Point placement records:
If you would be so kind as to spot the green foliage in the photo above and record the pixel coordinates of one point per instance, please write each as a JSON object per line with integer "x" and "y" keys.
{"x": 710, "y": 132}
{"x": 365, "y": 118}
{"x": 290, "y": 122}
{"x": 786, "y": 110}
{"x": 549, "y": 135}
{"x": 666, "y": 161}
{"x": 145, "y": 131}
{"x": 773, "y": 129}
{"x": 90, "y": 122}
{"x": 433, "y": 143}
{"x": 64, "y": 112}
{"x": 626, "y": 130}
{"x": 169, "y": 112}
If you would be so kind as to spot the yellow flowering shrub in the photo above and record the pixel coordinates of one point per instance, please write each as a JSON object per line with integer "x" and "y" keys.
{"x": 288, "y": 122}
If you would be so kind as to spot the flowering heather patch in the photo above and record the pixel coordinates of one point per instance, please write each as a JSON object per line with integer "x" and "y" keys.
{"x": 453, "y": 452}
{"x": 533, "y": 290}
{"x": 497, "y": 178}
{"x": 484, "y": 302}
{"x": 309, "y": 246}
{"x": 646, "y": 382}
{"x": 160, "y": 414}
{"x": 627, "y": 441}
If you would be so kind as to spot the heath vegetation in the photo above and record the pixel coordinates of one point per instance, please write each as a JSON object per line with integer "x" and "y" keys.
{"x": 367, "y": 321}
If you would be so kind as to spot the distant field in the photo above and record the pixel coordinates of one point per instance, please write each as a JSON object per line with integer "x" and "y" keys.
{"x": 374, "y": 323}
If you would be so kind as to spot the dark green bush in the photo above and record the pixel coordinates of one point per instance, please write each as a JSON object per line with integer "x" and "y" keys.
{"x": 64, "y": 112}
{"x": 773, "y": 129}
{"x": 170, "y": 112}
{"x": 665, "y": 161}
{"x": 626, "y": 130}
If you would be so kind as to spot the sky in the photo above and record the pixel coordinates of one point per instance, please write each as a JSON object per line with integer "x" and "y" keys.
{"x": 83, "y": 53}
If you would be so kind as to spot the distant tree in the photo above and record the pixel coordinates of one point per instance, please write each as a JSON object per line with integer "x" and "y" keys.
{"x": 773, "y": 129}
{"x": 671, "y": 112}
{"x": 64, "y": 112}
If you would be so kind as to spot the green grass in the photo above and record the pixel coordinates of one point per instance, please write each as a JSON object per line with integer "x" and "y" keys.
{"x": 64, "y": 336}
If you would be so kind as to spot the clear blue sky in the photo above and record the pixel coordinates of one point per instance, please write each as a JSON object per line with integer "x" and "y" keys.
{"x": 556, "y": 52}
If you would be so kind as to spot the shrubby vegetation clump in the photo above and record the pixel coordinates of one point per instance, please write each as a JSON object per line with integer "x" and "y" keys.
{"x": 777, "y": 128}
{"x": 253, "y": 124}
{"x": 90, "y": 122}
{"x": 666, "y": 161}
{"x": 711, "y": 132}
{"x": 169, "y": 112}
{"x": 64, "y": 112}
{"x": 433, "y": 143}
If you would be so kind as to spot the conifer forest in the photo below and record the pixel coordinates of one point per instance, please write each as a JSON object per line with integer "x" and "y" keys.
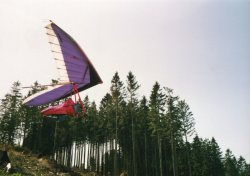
{"x": 124, "y": 132}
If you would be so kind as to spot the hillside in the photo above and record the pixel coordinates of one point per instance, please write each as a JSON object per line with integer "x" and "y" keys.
{"x": 27, "y": 164}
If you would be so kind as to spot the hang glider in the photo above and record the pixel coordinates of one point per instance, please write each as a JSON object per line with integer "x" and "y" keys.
{"x": 76, "y": 72}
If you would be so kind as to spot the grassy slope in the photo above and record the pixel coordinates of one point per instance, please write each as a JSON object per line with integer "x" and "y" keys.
{"x": 27, "y": 164}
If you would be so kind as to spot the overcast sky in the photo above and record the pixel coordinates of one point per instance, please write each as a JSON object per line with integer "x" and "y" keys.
{"x": 198, "y": 48}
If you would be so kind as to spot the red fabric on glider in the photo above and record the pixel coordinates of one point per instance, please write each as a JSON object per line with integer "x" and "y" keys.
{"x": 66, "y": 108}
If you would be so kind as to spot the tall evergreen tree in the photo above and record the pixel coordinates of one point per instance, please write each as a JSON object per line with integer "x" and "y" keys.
{"x": 132, "y": 87}
{"x": 230, "y": 164}
{"x": 156, "y": 105}
{"x": 117, "y": 93}
{"x": 187, "y": 127}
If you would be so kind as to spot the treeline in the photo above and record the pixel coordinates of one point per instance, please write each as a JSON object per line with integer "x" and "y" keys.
{"x": 152, "y": 136}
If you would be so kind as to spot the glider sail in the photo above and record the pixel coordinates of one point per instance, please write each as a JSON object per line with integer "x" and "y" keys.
{"x": 75, "y": 69}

▶ _Exercise_:
Repeat the records above exactly, omitting every picture.

▶ _In response_:
If you would be so kind as to spot the green foliage in the photo above and record the pixel coordinates of one point per instance, please write each as a JSON object per line with integer "x" and "y" keys.
{"x": 710, "y": 132}
{"x": 365, "y": 118}
{"x": 290, "y": 122}
{"x": 786, "y": 110}
{"x": 549, "y": 135}
{"x": 666, "y": 161}
{"x": 145, "y": 131}
{"x": 773, "y": 129}
{"x": 90, "y": 122}
{"x": 433, "y": 143}
{"x": 64, "y": 112}
{"x": 626, "y": 130}
{"x": 169, "y": 112}
If you would be so kind as to spot the yellow flowering shrub in the photo above and record the pixel coordinates of one point per instance, please write each as a JSON object per line with integer "x" and "y" keys.
{"x": 288, "y": 122}
If you would be so kind as to spot the flowering heather patch in the photo above and record the pixel coordinates of one point per instance, please write each as a JSON object per line with integer "x" and "y" keys.
{"x": 453, "y": 452}
{"x": 533, "y": 290}
{"x": 497, "y": 178}
{"x": 484, "y": 302}
{"x": 309, "y": 246}
{"x": 646, "y": 382}
{"x": 160, "y": 414}
{"x": 627, "y": 441}
If you would be so kind as to spot the heath vegetation in the photo above and record the pixel coordinates of one point per instance, please write each as a JSON object per line with integer "x" and "y" keys.
{"x": 367, "y": 321}
If you would be so kind as to spot the distant field in the photo above and record the pixel coordinates of one point per instance, please write each as a JSON object per line with integer "x" and "y" keys.
{"x": 374, "y": 323}
If you would be so kind as to spot the dark green bush in the photo above and record the pixel coordinates of one point per instance, please write each as a JSON object per line with integer "x" and "y" keys.
{"x": 64, "y": 112}
{"x": 773, "y": 129}
{"x": 170, "y": 112}
{"x": 665, "y": 161}
{"x": 626, "y": 130}
If you would be so kind as to spot the sky in the photo above and record the pixel coordinates of one point per instance, please write each as a JSON object per line with integer "x" and "y" keys.
{"x": 83, "y": 53}
If you would be so kind as to spot the distant tree in the photo above and record the pixel coordinates of one point per instance, please write each as a JSON object per line with integer "x" and "y" keys.
{"x": 773, "y": 129}
{"x": 671, "y": 112}
{"x": 64, "y": 112}
If you would be so kind as to spot the green grass in the photo above and record the pixel coordinates of one point per instance, please write each as a JSON object per line with integer "x" and "y" keys.
{"x": 64, "y": 336}
If you would be so kind as to spot the clear blue sky in the photo above and record the pixel coordinates of one point per instance, please write each as a JSON object per line with integer "x" and "y" keys.
{"x": 556, "y": 52}
If you would be so kind as to spot the shrubby vegetation clump in the photo above and record the pixel coordinates of one point per instance, please write each as a JSON object per line with integer "x" and "y" keys.
{"x": 777, "y": 128}
{"x": 253, "y": 124}
{"x": 90, "y": 122}
{"x": 666, "y": 161}
{"x": 711, "y": 132}
{"x": 169, "y": 112}
{"x": 64, "y": 112}
{"x": 433, "y": 143}
If you would be so kind as to spot the conifer forest in the photo below and record the pixel coordinates of one point per instance, please write each as a JSON object per line with integer "x" and "y" keys.
{"x": 124, "y": 132}
If you would be so kind as to spot the hillside in the photo above and record the pixel coordinates of one point per instance, please write each as a JSON object per line with integer "x" and "y" keys.
{"x": 27, "y": 164}
If you would be so kind as to spot the hang glider in the photo above and record the pixel coordinates of one point per instance, please write each as a JSON object per line with integer "x" and "y" keys.
{"x": 76, "y": 72}
If you would be so kind as to spot the grassy slope in the photo above and record the pixel coordinates of one point per instance, please write each as a JSON object per line with integer "x" and "y" keys.
{"x": 27, "y": 164}
If you would be so kind as to spot the overcast sky in the photo above and record the pixel coordinates of one point per instance, please write each as a JSON object per line with integer "x" and "y" keys.
{"x": 198, "y": 48}
If you would be so kind as to spot the red fabric on glider in the photo above and record the pixel coordinates of one point per instance, please write each as a JSON object per line with integer "x" and "y" keys.
{"x": 66, "y": 108}
If you would be so kind as to spot the tall evergreen tree in the photo above and record the pixel coordinates of one point per instance, please write each as a JSON object per line with integer "x" and "y" keys.
{"x": 132, "y": 87}
{"x": 230, "y": 164}
{"x": 156, "y": 105}
{"x": 117, "y": 93}
{"x": 187, "y": 127}
If you would be so kind as to spot the treeline in the photo above and record the pixel coordinates of one point per instance, please write each as a JSON object per line with integer "x" and "y" keys.
{"x": 152, "y": 136}
If you would be so kind as to spot the glider sail in the photo above and record the pixel coordinates of one point per instance, please write each as a JSON object per line with integer "x" and "y" keys.
{"x": 75, "y": 69}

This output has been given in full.